Reproduce the listing below exactly, minus its pictures.

***** Records supplied

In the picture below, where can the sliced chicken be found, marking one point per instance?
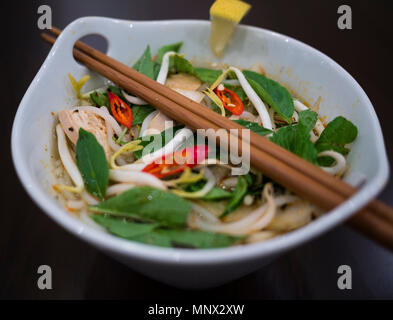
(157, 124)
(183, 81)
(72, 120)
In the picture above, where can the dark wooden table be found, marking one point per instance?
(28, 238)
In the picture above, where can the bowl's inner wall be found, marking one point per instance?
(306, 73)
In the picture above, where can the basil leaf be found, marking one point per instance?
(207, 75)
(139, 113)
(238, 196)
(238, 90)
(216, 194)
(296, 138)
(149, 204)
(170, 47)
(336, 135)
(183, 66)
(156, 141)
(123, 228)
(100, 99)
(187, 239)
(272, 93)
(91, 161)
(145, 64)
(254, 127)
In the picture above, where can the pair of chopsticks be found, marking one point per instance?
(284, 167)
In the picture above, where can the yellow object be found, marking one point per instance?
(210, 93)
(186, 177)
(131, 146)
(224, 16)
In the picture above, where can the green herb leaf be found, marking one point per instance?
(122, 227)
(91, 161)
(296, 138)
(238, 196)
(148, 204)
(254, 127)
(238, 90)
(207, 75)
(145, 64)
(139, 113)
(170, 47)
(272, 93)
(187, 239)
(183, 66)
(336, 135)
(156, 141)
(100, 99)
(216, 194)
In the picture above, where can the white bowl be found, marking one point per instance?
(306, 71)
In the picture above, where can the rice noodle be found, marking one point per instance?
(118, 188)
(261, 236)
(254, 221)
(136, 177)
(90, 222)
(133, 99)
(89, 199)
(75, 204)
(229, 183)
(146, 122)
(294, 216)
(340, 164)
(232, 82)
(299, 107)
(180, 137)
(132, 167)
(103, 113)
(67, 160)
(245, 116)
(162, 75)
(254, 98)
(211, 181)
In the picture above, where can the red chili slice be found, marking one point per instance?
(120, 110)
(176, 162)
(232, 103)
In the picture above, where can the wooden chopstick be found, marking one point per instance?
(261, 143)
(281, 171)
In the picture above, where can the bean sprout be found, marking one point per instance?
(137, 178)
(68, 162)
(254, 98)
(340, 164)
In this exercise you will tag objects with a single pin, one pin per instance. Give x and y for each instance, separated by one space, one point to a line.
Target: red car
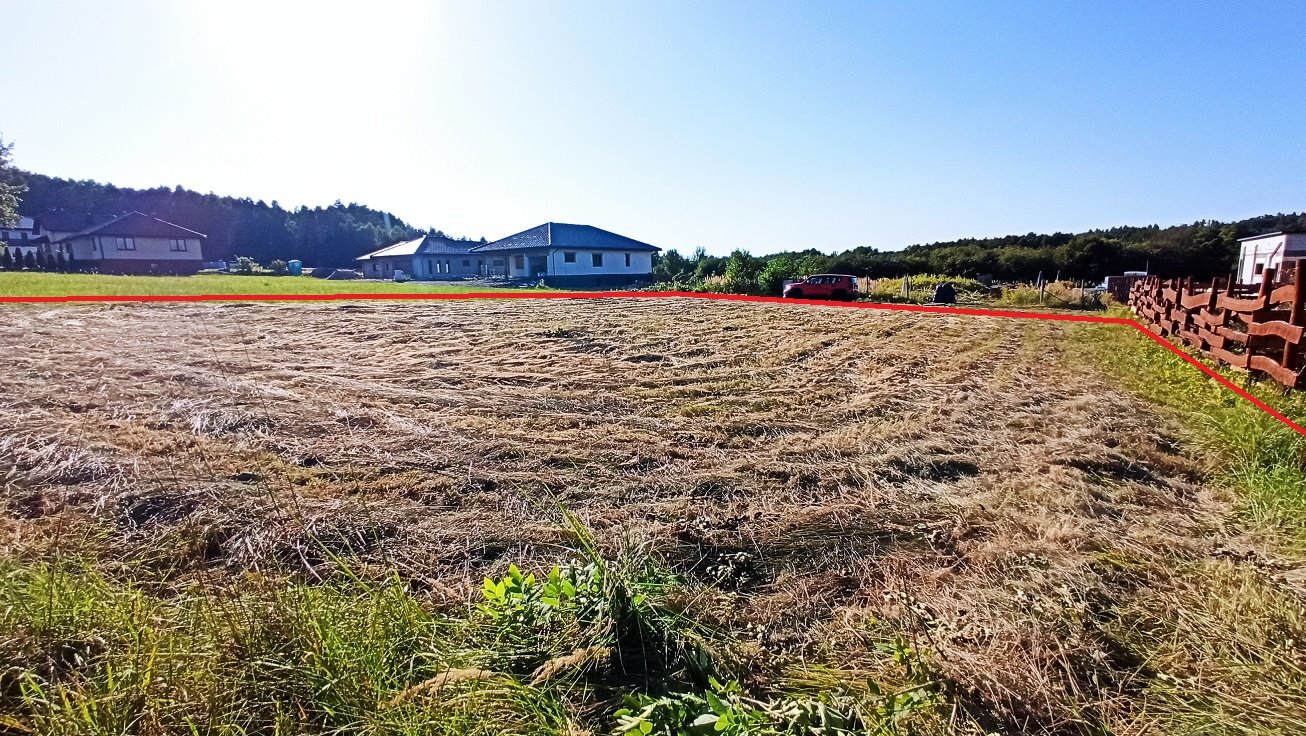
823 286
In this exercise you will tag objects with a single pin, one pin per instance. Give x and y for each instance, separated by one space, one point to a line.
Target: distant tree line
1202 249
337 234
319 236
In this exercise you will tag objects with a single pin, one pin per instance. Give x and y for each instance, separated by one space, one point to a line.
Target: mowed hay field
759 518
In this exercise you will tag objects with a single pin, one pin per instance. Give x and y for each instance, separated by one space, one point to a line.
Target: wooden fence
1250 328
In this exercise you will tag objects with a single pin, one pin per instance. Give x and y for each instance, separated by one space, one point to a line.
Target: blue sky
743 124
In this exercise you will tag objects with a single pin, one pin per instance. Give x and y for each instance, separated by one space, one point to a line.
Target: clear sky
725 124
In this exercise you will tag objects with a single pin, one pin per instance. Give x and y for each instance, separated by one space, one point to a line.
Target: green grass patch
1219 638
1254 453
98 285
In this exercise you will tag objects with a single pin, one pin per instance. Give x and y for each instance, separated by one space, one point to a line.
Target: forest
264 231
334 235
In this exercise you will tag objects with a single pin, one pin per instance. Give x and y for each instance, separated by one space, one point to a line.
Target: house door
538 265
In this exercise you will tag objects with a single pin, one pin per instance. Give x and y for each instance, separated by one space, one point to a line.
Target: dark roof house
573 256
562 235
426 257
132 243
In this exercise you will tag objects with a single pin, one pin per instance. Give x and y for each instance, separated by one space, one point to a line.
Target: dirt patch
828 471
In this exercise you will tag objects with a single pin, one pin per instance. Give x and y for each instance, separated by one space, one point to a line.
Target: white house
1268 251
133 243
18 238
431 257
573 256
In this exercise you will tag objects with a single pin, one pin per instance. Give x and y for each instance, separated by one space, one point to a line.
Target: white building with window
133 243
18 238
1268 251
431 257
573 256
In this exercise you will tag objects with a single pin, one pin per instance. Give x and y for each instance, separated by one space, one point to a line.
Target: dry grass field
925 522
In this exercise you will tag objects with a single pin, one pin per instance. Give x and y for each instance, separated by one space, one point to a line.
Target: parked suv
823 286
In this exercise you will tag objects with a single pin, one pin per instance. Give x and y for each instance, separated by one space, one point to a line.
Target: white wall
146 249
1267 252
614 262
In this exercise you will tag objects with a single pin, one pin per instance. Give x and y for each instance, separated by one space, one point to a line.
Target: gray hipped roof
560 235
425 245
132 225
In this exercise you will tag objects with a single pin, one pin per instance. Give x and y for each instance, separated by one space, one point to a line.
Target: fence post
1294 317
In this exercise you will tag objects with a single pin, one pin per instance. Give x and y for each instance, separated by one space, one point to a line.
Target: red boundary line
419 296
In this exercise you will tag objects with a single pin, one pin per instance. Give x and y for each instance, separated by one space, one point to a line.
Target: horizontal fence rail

**********

— Solution for this problem —
In the picture below, where can the sliced chicken be found, marking one point per instance?
(157, 124)
(183, 81)
(72, 120)
In the picture above, where can the dark wooden table be found, marking one point per instance?
(28, 238)
In the picture above, where can the bowl's inner wall be found, marking one point per instance?
(306, 73)
In the picture above, where can the basil leaf be found, marking one point per instance?
(207, 75)
(139, 113)
(238, 196)
(238, 90)
(216, 194)
(296, 138)
(149, 204)
(170, 47)
(336, 135)
(183, 66)
(156, 141)
(123, 228)
(100, 99)
(187, 239)
(272, 93)
(91, 161)
(145, 64)
(254, 127)
In the picture above, where can the pair of chopsticks be found, marking one point per instance?
(284, 167)
In the picture above, where can the yellow object be found, marking one point per instance?
(210, 93)
(186, 177)
(131, 146)
(224, 16)
In the picture above, where can the green herb leaf be found, marking one point per instance?
(122, 227)
(91, 161)
(296, 138)
(238, 196)
(148, 204)
(254, 127)
(238, 90)
(207, 75)
(145, 64)
(139, 113)
(170, 47)
(272, 93)
(187, 239)
(183, 66)
(336, 135)
(156, 141)
(100, 99)
(216, 194)
In the picture above, where can the white bowl be found, marking one point per instance?
(306, 71)
In the picture above, where can the rice noodle be found, marking one point per instance?
(118, 188)
(261, 236)
(254, 221)
(136, 177)
(90, 222)
(133, 99)
(89, 199)
(75, 204)
(229, 183)
(146, 122)
(294, 216)
(340, 164)
(232, 82)
(299, 107)
(180, 137)
(132, 167)
(103, 113)
(67, 160)
(245, 116)
(162, 75)
(254, 98)
(211, 181)
In the picture above, where can the red chili slice be found, marking one point per instance?
(120, 110)
(176, 162)
(232, 103)
In the picture above, where can the wooden chopstick be found, marking one point per instance?
(261, 143)
(281, 171)
In the picture above, where can the bean sprout be found, marking one point per instance?
(137, 178)
(68, 162)
(254, 98)
(340, 164)
In this exercise you will tag objects with a single pin, one pin per instance. Give x and y for each instance, separated by one space, one point to a line.
Target: red car
823 286
In this exercise you will tag objects with a single pin, one pin per instance. Give x and y for each instance, separated by one space, one point to a line.
Target: distant tree line
1202 249
337 234
319 236
In this exercise you will tag objects with a single pin, one pin per instance. Give x and y for each instance, separated by one space, one point to a line.
Target: mowed hay field
759 518
In this exercise you will tag objects with a single pin, one pin per instance. Give x and y for each instance, separated by one space, one point to a line.
Target: wooden fence
1250 328
In this exercise you will tag objects with a single pin, one pin per instance. Give x and y for each instance, separated by one space, one point to a line.
Target: blue sky
743 124
In this exercise you will tag objects with a single pin, one pin per instance. Give x and y for each instance, separated by one space, one point to a line.
Target: clear sky
725 124
In this exercise you will tag objects with a single pin, one pin per instance. Give x and y for each instance, separated by one space, one point to a line.
Target: green grass patch
1219 638
1254 453
98 285
In this exercise you will tag objects with a single pin, one pin per instance. Give x and y for each instance, separated by one space, one point to a line.
Target: forest
264 231
334 235
In this exercise you will tag objects with a single pin, one pin per instance. Give x and y for each instance, separated by one space, one point to a line.
Target: house door
538 265
In this exercise you will tag objects with a single pin, one pin per instance. Give x and y for each instance, separated by one space, one point to a line.
Target: dark roof house
573 256
562 235
426 257
132 243
In this exercise you will tag objects with a single pin, one pin per instance. Give x and y for each instance, separated by one space, one point to a line.
Target: dirt patch
828 471
In this exercise you will tag objects with a single pin, one pin per instance. Give x and y for each instance, separated by one space, one point to a line.
Target: white house
1268 251
133 243
18 238
431 257
573 256
In this exercise you will tag objects with a single pin, one pin per instance. Give x and y for each instance, separated by one space, one point to a line.
Target: white building with window
133 243
18 238
1268 251
431 257
573 256
In this exercise you will tag objects with a single pin, one pin per instance. Give x and y for each instance, separated by one space, one point to a line.
Target: dry grass field
925 522
In this exercise you will tag objects with a single pin, one pin per instance. Give x and y for each instance, separated by one space, one point to a line.
Target: parked suv
823 286
In this exercise you will tag objects with a single pin, one pin per instance. Give x and y for each instance, separated by one space, one point to a line.
Target: white wall
146 249
1267 252
614 262
In this exercise you will tag objects with a single pin, one pin per instance. Give x and y for each instance, separated by one space, one point to a line.
Target: gray hipped roof
560 235
425 245
132 225
In this exercise you will tag objects with a single pin, one pin per instance. Give x and y for each instance, separated by one space, one point to a line.
Target: fence post
1294 317
In this exercise you will tag objects with a single pin, one pin per instance. Give x and y for each instance, separated by one space, one point to a line.
Target: red boundary line
419 296
In this exercise you will tag objects with a single pin, one pin per instance. Give x and y for each instance, separated by one space, one point to a line.
Target: horizontal fence rail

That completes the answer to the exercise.